What is expected
Pull out each line in the records that contains the word "tree".

Data supplied
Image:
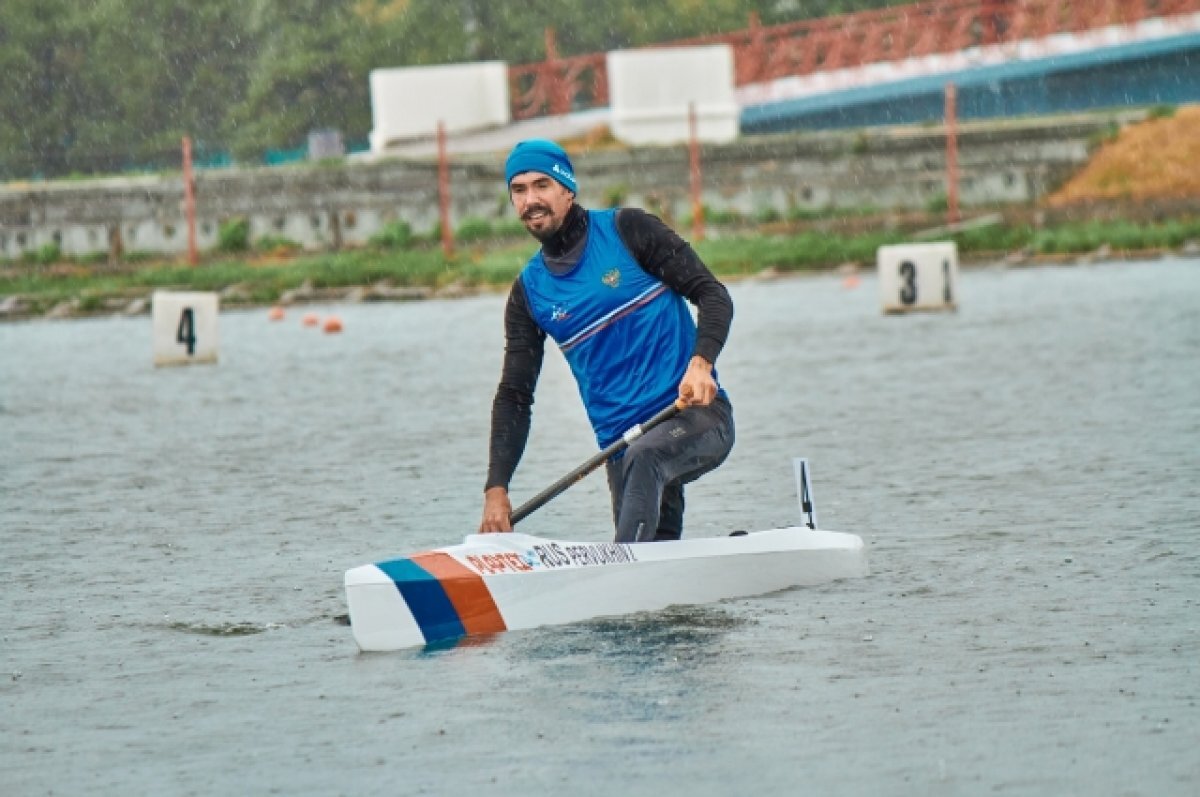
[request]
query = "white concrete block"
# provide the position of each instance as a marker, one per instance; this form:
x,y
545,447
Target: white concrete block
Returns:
x,y
918,276
185,327
408,102
652,89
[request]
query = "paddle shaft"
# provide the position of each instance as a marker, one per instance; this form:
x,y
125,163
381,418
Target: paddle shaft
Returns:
x,y
561,486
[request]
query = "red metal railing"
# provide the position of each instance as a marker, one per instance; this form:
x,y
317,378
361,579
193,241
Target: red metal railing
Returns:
x,y
559,85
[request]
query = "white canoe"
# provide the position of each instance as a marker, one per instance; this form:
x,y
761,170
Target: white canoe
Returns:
x,y
497,582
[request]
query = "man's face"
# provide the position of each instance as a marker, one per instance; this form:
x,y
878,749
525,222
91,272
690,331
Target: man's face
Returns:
x,y
541,203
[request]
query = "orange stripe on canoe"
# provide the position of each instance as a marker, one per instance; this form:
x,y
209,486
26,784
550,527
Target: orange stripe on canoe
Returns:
x,y
467,591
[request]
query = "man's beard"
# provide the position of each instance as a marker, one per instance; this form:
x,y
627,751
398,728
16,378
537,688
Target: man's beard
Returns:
x,y
552,225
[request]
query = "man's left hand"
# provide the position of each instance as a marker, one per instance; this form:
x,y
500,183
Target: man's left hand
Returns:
x,y
697,387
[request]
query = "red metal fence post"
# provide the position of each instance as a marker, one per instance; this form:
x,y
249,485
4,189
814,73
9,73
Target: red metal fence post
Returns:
x,y
190,202
444,192
952,154
697,207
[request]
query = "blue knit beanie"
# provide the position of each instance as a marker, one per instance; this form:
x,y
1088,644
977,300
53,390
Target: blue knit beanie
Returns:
x,y
544,156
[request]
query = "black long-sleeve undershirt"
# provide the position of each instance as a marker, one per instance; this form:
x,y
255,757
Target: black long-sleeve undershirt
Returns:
x,y
663,253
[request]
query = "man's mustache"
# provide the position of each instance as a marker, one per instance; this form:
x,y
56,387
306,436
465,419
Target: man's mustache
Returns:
x,y
533,209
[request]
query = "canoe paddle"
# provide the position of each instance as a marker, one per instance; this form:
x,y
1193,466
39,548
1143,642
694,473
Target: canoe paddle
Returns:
x,y
559,486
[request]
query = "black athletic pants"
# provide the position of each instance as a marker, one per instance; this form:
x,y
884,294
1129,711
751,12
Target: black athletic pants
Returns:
x,y
647,480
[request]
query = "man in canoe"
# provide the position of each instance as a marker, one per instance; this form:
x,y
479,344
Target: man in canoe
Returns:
x,y
610,288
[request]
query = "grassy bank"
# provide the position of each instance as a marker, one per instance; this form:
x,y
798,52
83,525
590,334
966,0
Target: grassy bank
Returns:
x,y
413,270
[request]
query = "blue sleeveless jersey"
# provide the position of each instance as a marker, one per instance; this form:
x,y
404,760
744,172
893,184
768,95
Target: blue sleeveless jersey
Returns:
x,y
627,336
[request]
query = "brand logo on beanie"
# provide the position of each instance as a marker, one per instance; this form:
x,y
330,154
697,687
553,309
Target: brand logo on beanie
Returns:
x,y
558,169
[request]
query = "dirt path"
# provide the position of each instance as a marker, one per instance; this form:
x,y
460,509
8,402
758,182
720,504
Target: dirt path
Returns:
x,y
1157,159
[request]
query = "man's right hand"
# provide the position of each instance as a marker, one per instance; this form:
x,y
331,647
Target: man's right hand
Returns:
x,y
497,511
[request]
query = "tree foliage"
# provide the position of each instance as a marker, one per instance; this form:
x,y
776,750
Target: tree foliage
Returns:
x,y
114,84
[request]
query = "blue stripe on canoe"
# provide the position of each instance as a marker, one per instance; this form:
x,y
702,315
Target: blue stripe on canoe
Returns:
x,y
426,599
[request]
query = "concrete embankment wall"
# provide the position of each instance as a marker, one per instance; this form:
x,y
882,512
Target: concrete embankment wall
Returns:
x,y
345,204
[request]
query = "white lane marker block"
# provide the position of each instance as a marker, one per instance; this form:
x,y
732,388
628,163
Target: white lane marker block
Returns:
x,y
185,327
918,276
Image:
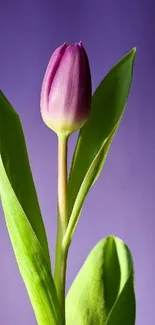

Task response
query = "tree foliage"
Target: tree foliage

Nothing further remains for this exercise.